▼

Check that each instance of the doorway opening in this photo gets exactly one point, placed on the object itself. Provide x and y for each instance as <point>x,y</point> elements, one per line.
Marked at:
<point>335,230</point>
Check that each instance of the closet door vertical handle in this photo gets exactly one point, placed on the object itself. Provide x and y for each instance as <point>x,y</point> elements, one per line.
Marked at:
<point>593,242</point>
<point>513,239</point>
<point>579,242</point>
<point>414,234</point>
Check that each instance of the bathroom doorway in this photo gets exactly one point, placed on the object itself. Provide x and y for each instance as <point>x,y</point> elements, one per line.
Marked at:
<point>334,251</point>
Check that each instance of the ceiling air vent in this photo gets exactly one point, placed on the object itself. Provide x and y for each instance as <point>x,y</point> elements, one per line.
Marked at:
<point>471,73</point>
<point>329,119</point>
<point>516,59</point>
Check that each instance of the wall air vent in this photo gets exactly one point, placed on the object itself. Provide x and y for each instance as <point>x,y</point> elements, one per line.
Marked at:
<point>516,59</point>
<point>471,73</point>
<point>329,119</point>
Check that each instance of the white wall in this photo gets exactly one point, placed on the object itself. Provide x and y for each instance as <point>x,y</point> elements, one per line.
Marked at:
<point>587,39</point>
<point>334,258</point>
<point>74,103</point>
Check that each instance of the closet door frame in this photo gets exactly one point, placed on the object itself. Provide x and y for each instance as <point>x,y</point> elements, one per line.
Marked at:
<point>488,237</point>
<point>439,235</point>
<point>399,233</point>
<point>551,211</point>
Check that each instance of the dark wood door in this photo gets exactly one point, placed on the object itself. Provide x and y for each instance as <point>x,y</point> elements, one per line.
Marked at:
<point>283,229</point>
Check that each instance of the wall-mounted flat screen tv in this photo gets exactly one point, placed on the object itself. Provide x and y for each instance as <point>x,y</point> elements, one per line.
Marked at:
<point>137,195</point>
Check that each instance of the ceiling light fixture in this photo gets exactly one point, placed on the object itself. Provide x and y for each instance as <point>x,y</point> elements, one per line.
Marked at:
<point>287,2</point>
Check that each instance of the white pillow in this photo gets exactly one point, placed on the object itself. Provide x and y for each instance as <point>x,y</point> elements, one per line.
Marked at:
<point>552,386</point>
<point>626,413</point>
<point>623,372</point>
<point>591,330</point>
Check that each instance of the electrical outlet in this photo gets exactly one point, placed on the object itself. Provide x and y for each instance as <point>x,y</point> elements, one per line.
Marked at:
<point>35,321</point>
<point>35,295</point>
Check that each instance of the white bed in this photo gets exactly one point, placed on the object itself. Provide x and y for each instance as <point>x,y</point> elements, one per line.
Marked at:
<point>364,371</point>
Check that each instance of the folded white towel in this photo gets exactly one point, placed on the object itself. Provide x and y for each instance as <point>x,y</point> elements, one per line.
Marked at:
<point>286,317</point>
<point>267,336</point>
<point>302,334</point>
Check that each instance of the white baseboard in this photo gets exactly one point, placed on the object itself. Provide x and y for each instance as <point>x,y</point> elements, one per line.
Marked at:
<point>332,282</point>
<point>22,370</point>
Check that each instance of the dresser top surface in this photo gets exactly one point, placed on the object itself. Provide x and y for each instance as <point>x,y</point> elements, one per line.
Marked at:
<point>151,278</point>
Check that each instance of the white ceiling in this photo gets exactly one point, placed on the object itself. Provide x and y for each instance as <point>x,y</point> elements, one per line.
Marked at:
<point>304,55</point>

▲

**EXERCISE BRIEF:** Each line of the entries holding the string "ceiling" should be found and copied.

**YOUR SOLUTION:**
Check that each instance of the ceiling air vent in this photo gets exactly one point, placed on the object itself. Provide x and y for each instance as <point>x,y</point> elements, one per line.
Check that each instance of the ceiling light fixture in this photo gets exactly one point, placed on the object itself. Provide x and y for each instance as <point>x,y</point> elements, one per line.
Check that each instance of the white ceiling in this photo gets exactly one point, placed on the object itself. Provide x and y for each instance as <point>x,y</point> elements, one per line.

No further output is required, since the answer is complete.